[Object point labels]

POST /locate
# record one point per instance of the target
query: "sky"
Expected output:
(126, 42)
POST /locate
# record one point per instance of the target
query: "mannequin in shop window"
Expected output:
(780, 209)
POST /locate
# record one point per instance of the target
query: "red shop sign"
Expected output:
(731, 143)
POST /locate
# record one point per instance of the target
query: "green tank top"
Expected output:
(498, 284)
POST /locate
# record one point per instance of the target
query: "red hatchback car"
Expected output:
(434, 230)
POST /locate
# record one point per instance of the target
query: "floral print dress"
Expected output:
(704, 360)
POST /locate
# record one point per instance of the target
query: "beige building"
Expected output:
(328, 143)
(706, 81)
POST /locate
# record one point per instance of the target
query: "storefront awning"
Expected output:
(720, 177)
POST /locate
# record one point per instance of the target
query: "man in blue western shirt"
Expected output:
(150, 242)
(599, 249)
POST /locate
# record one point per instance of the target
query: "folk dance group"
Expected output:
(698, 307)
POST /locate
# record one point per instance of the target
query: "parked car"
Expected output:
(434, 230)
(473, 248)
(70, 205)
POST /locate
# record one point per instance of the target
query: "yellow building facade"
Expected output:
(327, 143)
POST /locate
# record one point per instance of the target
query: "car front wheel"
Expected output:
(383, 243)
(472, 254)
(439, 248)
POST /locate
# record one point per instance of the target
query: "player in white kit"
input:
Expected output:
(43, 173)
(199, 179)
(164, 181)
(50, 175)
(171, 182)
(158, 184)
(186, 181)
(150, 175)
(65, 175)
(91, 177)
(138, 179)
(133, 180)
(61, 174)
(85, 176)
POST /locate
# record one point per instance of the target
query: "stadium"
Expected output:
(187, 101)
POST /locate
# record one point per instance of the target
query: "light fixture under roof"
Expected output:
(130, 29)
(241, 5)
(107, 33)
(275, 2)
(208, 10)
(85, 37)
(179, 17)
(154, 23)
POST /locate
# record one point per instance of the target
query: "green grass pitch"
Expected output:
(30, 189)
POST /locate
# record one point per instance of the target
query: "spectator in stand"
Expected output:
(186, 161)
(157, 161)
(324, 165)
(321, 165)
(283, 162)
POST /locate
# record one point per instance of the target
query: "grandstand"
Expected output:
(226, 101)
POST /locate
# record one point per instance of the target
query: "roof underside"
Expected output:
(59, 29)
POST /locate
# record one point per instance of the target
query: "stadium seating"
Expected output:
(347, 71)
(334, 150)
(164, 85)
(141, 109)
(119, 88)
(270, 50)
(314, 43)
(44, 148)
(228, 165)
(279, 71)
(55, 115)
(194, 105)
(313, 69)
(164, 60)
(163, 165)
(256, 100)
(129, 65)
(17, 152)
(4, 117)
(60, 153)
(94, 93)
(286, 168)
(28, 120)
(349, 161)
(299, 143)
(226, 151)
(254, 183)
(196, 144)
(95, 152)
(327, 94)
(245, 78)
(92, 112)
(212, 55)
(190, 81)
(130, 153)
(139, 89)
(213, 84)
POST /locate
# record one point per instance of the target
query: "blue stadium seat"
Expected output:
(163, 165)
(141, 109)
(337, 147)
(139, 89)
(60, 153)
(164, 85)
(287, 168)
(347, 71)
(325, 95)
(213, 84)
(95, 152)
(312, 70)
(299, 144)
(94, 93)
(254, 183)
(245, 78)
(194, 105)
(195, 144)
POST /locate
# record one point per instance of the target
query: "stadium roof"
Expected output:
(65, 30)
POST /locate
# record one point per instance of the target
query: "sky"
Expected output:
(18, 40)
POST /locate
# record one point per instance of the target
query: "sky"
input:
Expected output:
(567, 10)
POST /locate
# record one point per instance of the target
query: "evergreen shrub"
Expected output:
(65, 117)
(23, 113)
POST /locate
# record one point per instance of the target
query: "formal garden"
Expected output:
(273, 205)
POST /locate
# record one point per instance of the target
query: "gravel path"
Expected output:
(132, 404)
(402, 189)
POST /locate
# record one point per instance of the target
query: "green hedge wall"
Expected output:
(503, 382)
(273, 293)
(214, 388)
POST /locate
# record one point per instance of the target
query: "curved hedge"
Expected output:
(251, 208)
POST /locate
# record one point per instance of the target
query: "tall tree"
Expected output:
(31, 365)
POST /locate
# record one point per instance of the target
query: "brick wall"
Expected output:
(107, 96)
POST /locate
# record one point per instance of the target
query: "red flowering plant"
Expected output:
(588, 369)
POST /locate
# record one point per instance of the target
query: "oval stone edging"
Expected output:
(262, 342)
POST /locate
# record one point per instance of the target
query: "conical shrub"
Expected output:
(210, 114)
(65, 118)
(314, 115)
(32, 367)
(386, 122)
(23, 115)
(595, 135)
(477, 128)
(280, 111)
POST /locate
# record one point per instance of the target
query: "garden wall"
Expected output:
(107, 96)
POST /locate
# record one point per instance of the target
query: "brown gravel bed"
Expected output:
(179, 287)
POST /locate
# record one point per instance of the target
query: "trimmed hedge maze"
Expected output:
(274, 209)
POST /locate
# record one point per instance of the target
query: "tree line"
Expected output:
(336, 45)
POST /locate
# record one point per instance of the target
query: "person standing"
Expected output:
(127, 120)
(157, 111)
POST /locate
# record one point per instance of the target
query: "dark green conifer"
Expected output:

Objective:
Type the whole listing again, unaltered.

The reply:
POST /locate
# record one point per instance of the target
query: "sky"
Expected output:
(126, 42)
POST /locate
# record one point per instance of the target
query: "mannequin in shop window"
Expected output:
(780, 209)
POST /locate
# record one point per instance of the target
query: "red shop sign"
Expected output:
(731, 143)
POST /locate
# record one point per instance of the target
query: "green tank top"
Expected output:
(498, 284)
POST /locate
# record one point per instance of the target
query: "red hatchback car"
Expected output:
(434, 230)
POST /locate
# record one point per instance of the target
query: "floral print dress"
Expected output:
(704, 360)
POST /locate
# record one point per instance of the target
query: "beige building"
Expected output:
(328, 143)
(706, 81)
POST /locate
# record one point per instance of the target
query: "storefront awning"
Expected output:
(720, 177)
POST /locate
# record one point per instance of the target
query: "man in blue western shirt"
Expected output:
(150, 242)
(599, 249)
POST /locate
# record one point per instance of the target
query: "folk dance group"
Expected output:
(698, 307)
POST /locate
# record one point per instance of the target
query: "parked car"
Expected output:
(434, 230)
(473, 248)
(70, 205)
POST /locate
# record one point per instance of the target
query: "yellow building facade"
Expected output:
(327, 143)
POST /locate
# record one point per instance of the target
query: "car front wheel"
Expected output:
(383, 243)
(472, 254)
(439, 248)
POST /locate
# record one point per instance of the target
query: "player in white kit"
input:
Expected output:
(43, 173)
(199, 179)
(164, 181)
(50, 175)
(171, 182)
(158, 184)
(186, 181)
(150, 175)
(65, 175)
(91, 177)
(138, 179)
(133, 180)
(61, 174)
(85, 176)
POST /locate
# record one point per instance of the target
query: "stadium"
Expected output:
(187, 101)
POST /locate
# record one point per instance of the target
query: "light fixture under roof"
Expected output:
(130, 29)
(241, 5)
(107, 33)
(275, 2)
(208, 10)
(85, 37)
(179, 17)
(154, 23)
POST /locate
# record one point per instance of the target
query: "green grass pitch"
Expected output:
(30, 189)
POST /locate
# record one point per instance of the target
query: "spectator in stand"
Expected output:
(186, 161)
(157, 161)
(324, 165)
(321, 165)
(283, 162)
POST /locate
# record one point per instance of the target
query: "grandstand"
Expected output:
(226, 101)
POST /locate
# record one point per instance of the target
query: "roof underside"
Expected output:
(59, 29)
POST /locate
# record one point per instance of the target
query: "stadium seating"
Expected output:
(347, 71)
(334, 150)
(164, 85)
(141, 109)
(119, 88)
(270, 50)
(314, 43)
(44, 148)
(228, 165)
(279, 71)
(55, 115)
(194, 105)
(313, 69)
(164, 60)
(163, 165)
(256, 100)
(129, 65)
(17, 152)
(4, 117)
(60, 153)
(94, 93)
(286, 168)
(28, 120)
(349, 161)
(299, 143)
(226, 151)
(254, 183)
(196, 144)
(95, 152)
(327, 94)
(245, 78)
(92, 112)
(212, 55)
(190, 81)
(130, 153)
(139, 89)
(213, 84)
POST /locate
# record one point per instance of the target
query: "blue stadium seat"
Expected output:
(163, 165)
(141, 109)
(337, 147)
(139, 89)
(60, 153)
(164, 85)
(287, 168)
(347, 71)
(325, 95)
(213, 84)
(95, 152)
(312, 70)
(299, 144)
(94, 93)
(254, 183)
(245, 78)
(194, 105)
(195, 144)
POST /locate
# record one point per instance of the target
query: "stadium roof"
Expected output:
(65, 30)
POST /locate
# record one point per instance of the target
query: "sky"
Expected output:
(18, 40)
POST /locate
# record one point per instance of the target
query: "sky"
input:
Expected output:
(567, 10)
POST /locate
# record one point per instance of the target
query: "evergreen shrub"
Expected output:
(65, 117)
(23, 113)
POST /locate
# record one point per instance of the target
query: "formal garden"
Expected output:
(273, 205)
POST /locate
# record one point per instance of the target
query: "gravel path"
Expected output:
(132, 404)
(402, 189)
POST /locate
# record one point per instance of the target
query: "green hedge wall"
Expected output:
(503, 382)
(273, 293)
(214, 388)
POST /locate
# record one point per instance of the target
query: "curved hedge"
Expected output:
(251, 208)
POST /locate
# record one point per instance of the target
query: "tall tree"
Expected output:
(31, 365)
POST /locate
# record one point per instance of the target
query: "brick wall"
Expected output:
(107, 96)
POST /locate
# record one point per instance of the target
query: "red flowering plant"
Expected output:
(588, 369)
POST /locate
# record one point per instance of the target
query: "oval stone edging"
Expected output:
(262, 342)
POST /locate
# record one point per instance of the target
query: "conical shrub"
Expected output:
(210, 114)
(65, 118)
(314, 115)
(32, 367)
(386, 122)
(23, 115)
(595, 135)
(477, 128)
(280, 111)
POST /locate
# record one point per instance of the target
query: "garden wall"
Expected output:
(107, 96)
POST /locate
# record one point per instance of the target
query: "brown gravel bed"
Expected output:
(179, 287)
POST /locate
# record one point per instance of the target
query: "trimmed hedge maze"
Expected output:
(274, 209)
POST /locate
# record one point per instance of the target
query: "tree line"
Expected output:
(336, 45)
POST /locate
# record one point per instance of the target
query: "person standing"
Expected output:
(127, 120)
(157, 111)
POST /locate
# record one point per instance of the target
query: "dark green conifer"
Expected output:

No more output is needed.